▶ _Document segment_
—————
Open jtmzheng opened 1 year ago
For monotonically_increasing_id
you may want to do INSERT
operation instead ?
issue is, our upsert partitioner/insert partitioner is based on hash of record key. and hence if on re-trigger due to spark task retries, records could move from one insert partition to another and hence could result in data loss or duplication.
It sounds like insert
would have the same issue based on that description.
Somehow you need to make sure the auto-generated ids are globally unique, you can use the INSERT
operation with insert deduplication disabled.
@alexeykudinkin : can you take this up
@jtmzheng that's an interesting one.
We're currently looking into adding the support for auto-generated keys, and are actually planning to use something similar to monotonically_increasing_id
in our approach.
Can you please share a bit more detail how exactly you generate these keys? If you can provide code snippet that would be very much appreciated
@alexeykudinkin sorry for the delay in response - we just have:
from pyspark.sql import functions as f
df = spark.read.format("parquet").load(INPUT_PATH) # eg. a MySQL table snapshot
df = df.withColumn(
"_autogenerated_primary_key",
F.monotonically_increasing_id(),
)
—————
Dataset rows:
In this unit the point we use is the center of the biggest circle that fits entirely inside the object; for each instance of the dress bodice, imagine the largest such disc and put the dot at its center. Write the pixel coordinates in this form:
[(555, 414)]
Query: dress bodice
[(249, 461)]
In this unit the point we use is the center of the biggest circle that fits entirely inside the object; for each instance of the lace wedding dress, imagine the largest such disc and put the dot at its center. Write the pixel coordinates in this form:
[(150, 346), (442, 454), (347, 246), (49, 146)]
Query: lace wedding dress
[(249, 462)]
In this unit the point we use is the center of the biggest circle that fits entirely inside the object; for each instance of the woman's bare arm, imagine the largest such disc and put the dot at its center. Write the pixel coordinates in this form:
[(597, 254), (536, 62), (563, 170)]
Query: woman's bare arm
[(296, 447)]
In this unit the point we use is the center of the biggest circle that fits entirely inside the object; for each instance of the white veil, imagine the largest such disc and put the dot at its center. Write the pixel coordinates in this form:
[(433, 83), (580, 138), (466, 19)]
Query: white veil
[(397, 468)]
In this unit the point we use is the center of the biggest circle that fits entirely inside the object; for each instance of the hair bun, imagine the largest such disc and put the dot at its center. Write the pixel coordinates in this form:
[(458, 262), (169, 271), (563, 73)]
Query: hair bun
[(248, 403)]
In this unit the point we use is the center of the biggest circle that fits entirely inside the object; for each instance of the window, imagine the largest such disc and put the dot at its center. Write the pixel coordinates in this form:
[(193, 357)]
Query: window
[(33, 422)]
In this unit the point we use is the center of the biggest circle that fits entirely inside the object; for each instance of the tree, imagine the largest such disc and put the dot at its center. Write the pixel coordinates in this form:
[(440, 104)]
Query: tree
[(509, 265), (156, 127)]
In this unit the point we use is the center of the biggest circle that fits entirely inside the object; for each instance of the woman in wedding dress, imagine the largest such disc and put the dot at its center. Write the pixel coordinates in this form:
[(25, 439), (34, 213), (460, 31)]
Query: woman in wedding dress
—————
▶ _What you need to do_
1 - Name each method or function that is called in the code snippet posted in the thread on auto-generated record keys.
2 - Resume the thread on auto-generated record keys after its last line.

▶ _The responses_
1 - format, load, withColumn, monotonically_increasing_id

2 -
df.write.format("hudi").save(OUTPUT_PATH)
We switched to using uuid
and haven't seen the issue since - though this is tricky to reproduce because the problem happens on Spark retries of key generation
Edit: https://godatadriven.com/blog/spark-surprises-for-the-uninitiated/ explains the problem
@jtmzheng thanks for providing additional context!
Can you please help me understand how did you determine duplicate rows in here:
# of rows: 154982072
# of duplicate rows with different record keys: 813263
We have a two stage pipeline:
# of rows: 154982072
# of duplicate rows with different record keys: 813263
Row 1: id = 3, monotonically_increasing_id = 1
Row 2: id = 2, monotonically_increasing_id = 2
Row 3: id = 3, monotonically_increasing_id = 8589934593
Row 1 should have id = 1
but it was overwritten by Row 3 except with monotonically_increasing_id = 8589934593
(ie. a duplicate of Row 3 except with the record key of Row 1). This was how many "duplicates" we found in our input.
It was easy to confirm this by comparing against the parquet input.
@jtmzheng what operation are you using? Is it "upsert"?
Yep using upsert
(Note: In https://apache-hudi.slack.com/archives/C4D716NPQ/p1675378366882569?thread_ts=1675301744.998269&cid=C4D716NPQ implied this would also be a problem with insert)
@jtmzheng can you please paste your whole config you've been using to write to Hudi?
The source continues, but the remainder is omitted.